GIVEN PROBLEM 1:
Transcribe the portion of the forum thread on Fe that opens with the words "But for me, it" and closes with "to roost in.".

-- Start of SOURCE TEXT --

# Fe-Users, Explain Fe to an ISTJ



## atamagasuita (May 15, 2016)

@Ms ISTJ
It feels good to be a feeler. To love without expecting anything in return. 😁


So, Fe-users, what is going on inside your head when you use Fe? 
- Love 

What does it feel like? 
- Awesome like an awesome possum

How would you describe it? 
- Nirvana? It's like overrated sex as an idea 💡 

Is there anything that you'd compare it to? (I often like to compare my dom-Si to a database.) 
- Well it's like, you have emotions. That's it. You allow yourself to have the emotions


----------



## Shiver (Nov 10, 2016)

Don't defile the grand name of possums with Fe.


----------



## umop 3pisdn (Apr 4, 2014)

Shiver said:


> The idea of picking up cultural "values" in that way does not sit right with me at all, but I suppose if the other snowmen's values start imposing, you can always melt them.
> 
> Really though, to me a "value" is only such if it's internal to me. Anything else seems less than genuine and I don't have need of it...


I feel the same way about Te and using systematic philosophy to think through problems and stuff. That is, if you're not doing it from an internal and individualist position, my impulse is to feel that you're 'doing it wrong'.

Fe users, paradoxically, tend to care enough about social values to try to rehabilitate them. You might say that that's less true of Fi users, since they don't really have the necessary interest in social values.

But for me, it really doesn't make any sense that value would be solely an internal property  I mean I think subjectivity is an important part of e_valu_ating, but I haven't built a set home for value to roost in.


----------



## Cobble (Dec 6, 2016)

Since we're speaking about social values.
(Again, my Fe is my last function.)

When using my Fe :
- I'll adapt with the current social values in order to blend in. But I don't like "social values" and don't try to "rehabilitate them". I'll more go for social *harmony*.

- In a given situation, I'm more likely to adapt to the other people's values instead of mine. (But I won't adopt it) For example.

-- End of SOURCE TEXT --

GIVEN PROBLEM 2:
Pick out every line of the listing that contains the string "vest", matching case exactly.

-- Start of AVAILABLE RECORDS --

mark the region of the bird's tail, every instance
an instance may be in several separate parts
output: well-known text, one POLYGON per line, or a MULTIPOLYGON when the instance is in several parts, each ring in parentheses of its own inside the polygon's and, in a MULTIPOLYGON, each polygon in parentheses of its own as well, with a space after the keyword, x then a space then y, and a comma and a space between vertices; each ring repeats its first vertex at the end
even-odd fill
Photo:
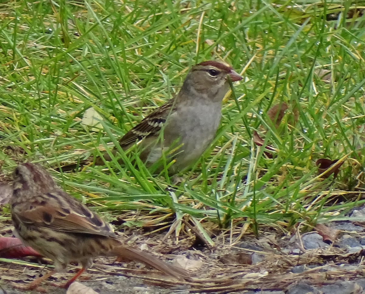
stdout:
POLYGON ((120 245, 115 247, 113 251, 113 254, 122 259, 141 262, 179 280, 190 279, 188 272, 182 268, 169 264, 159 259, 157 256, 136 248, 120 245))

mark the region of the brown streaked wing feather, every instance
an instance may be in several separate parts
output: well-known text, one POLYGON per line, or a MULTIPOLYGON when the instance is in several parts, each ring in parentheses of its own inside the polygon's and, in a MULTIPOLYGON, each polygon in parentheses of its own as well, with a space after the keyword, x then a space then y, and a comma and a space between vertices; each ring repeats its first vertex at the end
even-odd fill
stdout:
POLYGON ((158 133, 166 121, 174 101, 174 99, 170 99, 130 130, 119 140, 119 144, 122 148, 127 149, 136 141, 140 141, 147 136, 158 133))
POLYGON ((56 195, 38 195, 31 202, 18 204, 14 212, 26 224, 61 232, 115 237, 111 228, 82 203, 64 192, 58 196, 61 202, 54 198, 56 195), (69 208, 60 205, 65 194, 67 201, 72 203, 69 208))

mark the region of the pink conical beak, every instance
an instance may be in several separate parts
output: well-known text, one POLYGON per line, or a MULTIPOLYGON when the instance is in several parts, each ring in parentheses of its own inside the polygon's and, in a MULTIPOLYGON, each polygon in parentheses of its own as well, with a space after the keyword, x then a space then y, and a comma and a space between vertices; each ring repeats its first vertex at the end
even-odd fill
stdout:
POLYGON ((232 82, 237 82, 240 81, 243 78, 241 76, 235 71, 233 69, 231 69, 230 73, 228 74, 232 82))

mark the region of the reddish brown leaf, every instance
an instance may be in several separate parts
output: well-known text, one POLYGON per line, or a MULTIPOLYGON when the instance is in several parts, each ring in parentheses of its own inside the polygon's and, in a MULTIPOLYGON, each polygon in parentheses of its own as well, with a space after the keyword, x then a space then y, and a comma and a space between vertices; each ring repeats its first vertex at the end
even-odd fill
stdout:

-- End of AVAILABLE RECORDS --
-- Start of AVAILABLE RECORDS --

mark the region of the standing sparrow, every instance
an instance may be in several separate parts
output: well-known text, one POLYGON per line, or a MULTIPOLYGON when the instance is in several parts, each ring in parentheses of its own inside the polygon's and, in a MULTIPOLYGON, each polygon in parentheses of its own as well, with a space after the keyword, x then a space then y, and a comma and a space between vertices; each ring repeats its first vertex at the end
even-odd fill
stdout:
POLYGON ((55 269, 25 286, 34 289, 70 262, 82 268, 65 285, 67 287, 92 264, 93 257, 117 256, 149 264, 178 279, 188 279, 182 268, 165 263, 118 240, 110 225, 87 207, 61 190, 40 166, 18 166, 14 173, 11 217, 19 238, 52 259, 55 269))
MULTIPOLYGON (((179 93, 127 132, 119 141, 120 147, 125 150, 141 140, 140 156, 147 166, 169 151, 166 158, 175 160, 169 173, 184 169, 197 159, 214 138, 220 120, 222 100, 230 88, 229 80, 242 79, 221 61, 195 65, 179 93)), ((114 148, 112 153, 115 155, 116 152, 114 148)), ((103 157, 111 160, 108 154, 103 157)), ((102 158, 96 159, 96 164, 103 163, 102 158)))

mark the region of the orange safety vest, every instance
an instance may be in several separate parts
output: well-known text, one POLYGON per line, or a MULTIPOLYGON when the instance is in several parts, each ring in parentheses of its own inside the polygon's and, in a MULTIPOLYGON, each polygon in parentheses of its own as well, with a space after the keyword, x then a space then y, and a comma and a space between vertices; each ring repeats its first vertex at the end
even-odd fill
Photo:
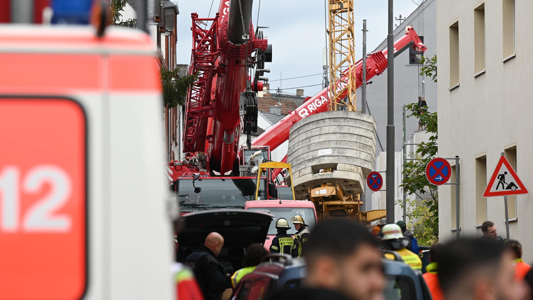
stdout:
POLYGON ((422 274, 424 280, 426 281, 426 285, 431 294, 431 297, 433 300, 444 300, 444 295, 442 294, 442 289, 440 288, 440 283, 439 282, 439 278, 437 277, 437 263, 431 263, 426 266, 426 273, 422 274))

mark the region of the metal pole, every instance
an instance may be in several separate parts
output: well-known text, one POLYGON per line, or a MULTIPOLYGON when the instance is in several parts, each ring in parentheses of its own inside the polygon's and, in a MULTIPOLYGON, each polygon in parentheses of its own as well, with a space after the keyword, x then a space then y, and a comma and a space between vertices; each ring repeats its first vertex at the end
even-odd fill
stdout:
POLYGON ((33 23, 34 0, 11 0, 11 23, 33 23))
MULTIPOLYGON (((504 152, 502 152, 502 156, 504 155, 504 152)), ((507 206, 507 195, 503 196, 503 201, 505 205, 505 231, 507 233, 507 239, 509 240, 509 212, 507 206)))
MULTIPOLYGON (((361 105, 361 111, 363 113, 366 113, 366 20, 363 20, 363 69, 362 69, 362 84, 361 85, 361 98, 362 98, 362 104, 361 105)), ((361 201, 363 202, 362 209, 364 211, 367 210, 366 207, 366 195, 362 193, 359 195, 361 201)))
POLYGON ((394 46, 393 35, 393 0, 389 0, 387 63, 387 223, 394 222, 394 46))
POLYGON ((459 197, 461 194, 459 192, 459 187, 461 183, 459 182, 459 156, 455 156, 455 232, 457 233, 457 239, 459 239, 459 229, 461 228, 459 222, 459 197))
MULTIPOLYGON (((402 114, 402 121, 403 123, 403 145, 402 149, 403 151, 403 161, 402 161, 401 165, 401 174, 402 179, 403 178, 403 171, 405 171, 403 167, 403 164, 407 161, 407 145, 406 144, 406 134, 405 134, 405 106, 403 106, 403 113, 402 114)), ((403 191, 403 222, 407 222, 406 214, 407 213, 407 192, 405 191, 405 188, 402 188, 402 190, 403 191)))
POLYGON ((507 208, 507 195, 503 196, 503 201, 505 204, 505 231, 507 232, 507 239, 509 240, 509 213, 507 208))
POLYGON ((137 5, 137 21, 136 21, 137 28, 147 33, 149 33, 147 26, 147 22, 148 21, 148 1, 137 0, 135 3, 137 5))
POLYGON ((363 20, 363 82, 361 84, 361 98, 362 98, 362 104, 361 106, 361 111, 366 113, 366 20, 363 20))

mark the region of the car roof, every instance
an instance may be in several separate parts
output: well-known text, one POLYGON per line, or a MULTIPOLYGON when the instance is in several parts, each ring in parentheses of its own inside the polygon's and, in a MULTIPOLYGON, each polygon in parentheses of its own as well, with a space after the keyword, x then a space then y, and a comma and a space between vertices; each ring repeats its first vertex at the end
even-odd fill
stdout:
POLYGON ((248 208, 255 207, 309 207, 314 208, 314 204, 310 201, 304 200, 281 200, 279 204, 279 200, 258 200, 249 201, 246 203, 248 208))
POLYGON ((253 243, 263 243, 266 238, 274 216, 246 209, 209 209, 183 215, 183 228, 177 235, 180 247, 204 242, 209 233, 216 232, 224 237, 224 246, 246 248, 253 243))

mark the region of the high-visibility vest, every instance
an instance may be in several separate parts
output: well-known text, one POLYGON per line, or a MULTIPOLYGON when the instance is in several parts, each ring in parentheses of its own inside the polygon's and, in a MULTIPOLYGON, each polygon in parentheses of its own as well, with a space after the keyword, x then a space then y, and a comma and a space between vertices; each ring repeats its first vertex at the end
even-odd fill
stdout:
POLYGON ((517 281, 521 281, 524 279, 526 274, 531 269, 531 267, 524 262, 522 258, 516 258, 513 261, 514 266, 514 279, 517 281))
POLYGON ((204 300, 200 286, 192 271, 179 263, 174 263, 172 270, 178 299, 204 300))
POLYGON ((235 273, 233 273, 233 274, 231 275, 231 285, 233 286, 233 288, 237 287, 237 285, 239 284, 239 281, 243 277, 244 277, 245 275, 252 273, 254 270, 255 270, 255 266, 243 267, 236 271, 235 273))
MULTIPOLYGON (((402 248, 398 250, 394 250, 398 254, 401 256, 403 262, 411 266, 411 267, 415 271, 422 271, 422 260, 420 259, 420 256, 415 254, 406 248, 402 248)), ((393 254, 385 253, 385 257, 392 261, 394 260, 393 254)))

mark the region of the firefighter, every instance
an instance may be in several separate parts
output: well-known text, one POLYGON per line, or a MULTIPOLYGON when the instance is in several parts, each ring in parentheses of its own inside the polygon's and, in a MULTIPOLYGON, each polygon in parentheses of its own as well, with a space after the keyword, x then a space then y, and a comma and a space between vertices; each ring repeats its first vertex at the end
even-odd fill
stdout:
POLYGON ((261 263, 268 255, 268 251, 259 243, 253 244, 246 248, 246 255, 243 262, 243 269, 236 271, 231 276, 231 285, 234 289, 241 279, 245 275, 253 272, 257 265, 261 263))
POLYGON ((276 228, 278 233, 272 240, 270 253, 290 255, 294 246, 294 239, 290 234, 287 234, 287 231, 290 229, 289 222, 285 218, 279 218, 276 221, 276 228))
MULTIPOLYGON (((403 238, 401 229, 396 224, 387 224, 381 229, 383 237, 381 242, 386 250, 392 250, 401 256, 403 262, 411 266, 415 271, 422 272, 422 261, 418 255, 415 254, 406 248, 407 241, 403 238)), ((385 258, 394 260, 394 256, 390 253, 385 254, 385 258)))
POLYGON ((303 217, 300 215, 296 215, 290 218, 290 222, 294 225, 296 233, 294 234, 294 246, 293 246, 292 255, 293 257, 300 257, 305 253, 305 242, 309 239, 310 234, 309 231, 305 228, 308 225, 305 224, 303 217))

-- End of AVAILABLE RECORDS --
-- Start of AVAILABLE RECORDS --

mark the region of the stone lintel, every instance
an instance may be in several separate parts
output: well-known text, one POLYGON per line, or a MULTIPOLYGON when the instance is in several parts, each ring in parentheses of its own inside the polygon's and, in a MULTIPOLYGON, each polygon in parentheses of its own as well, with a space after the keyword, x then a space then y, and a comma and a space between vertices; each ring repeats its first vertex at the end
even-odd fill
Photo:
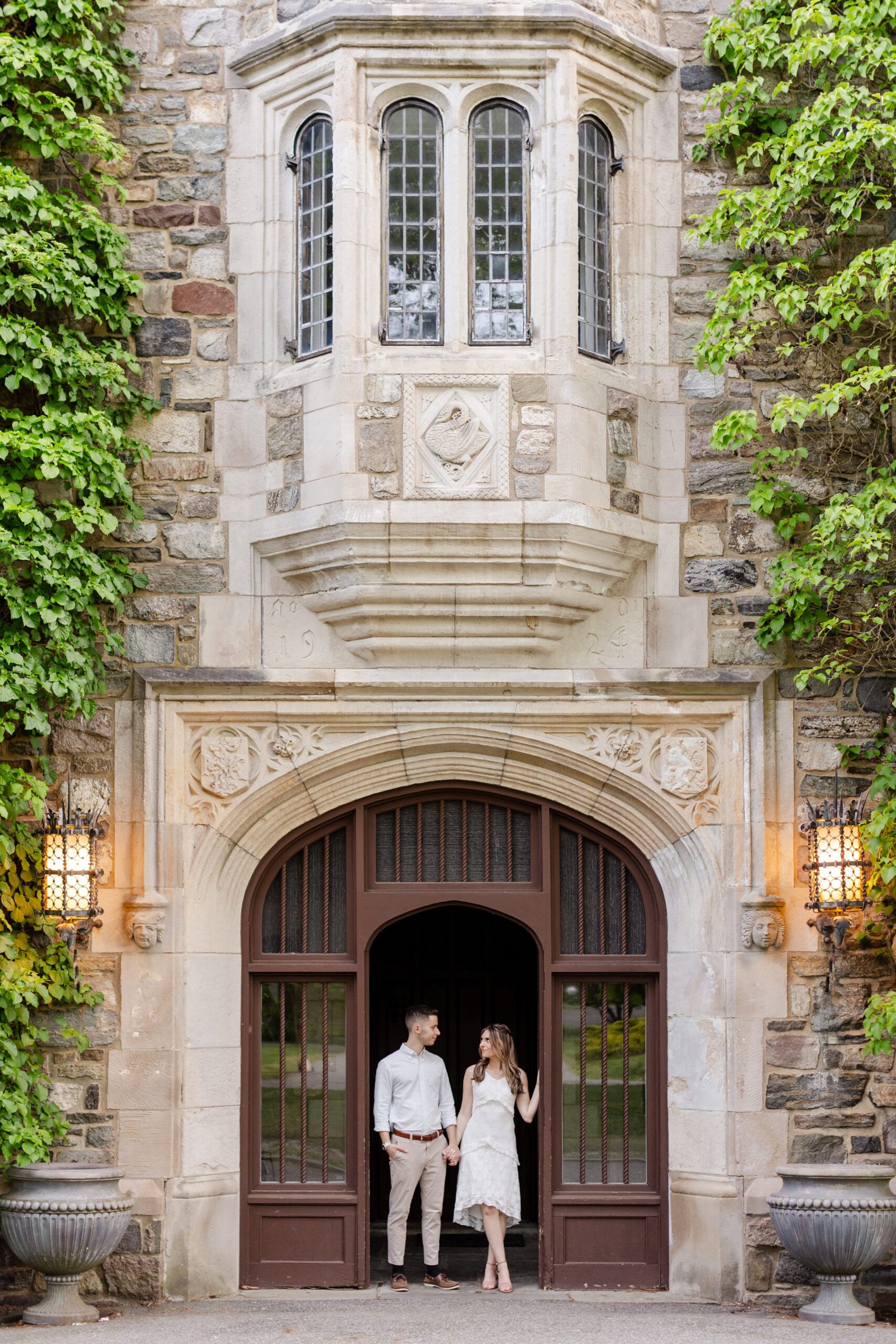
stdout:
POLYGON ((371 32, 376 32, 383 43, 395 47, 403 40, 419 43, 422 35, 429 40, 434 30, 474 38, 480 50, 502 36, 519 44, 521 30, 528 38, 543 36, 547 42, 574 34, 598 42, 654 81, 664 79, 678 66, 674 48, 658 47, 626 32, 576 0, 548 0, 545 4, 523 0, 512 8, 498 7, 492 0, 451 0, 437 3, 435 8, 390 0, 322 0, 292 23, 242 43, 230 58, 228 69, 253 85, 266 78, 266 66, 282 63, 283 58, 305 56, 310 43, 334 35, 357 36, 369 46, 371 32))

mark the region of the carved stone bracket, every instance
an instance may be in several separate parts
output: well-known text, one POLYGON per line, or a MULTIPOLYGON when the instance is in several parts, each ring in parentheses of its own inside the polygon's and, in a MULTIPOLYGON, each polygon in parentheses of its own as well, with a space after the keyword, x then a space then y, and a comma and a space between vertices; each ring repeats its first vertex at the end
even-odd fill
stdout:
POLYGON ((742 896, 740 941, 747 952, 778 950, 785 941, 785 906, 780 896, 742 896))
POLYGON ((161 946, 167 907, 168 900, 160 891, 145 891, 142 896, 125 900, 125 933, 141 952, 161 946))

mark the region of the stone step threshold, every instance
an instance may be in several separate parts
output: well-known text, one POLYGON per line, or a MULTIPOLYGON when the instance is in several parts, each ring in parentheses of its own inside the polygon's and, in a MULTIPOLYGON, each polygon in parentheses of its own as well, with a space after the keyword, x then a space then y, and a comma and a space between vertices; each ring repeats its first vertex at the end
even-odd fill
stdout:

-- End of AVAILABLE RECORDS --

REPLY 1:
But for me, it really doesn't make any sense that value would be solely an internal property  I mean I think subjectivity is an important part of e_valu_ating, but I haven't built a set home for value to roost in.

REPLY 2:
mark the region of the orange safety vest, every instance
mark the region of the high-visibility vest, every instance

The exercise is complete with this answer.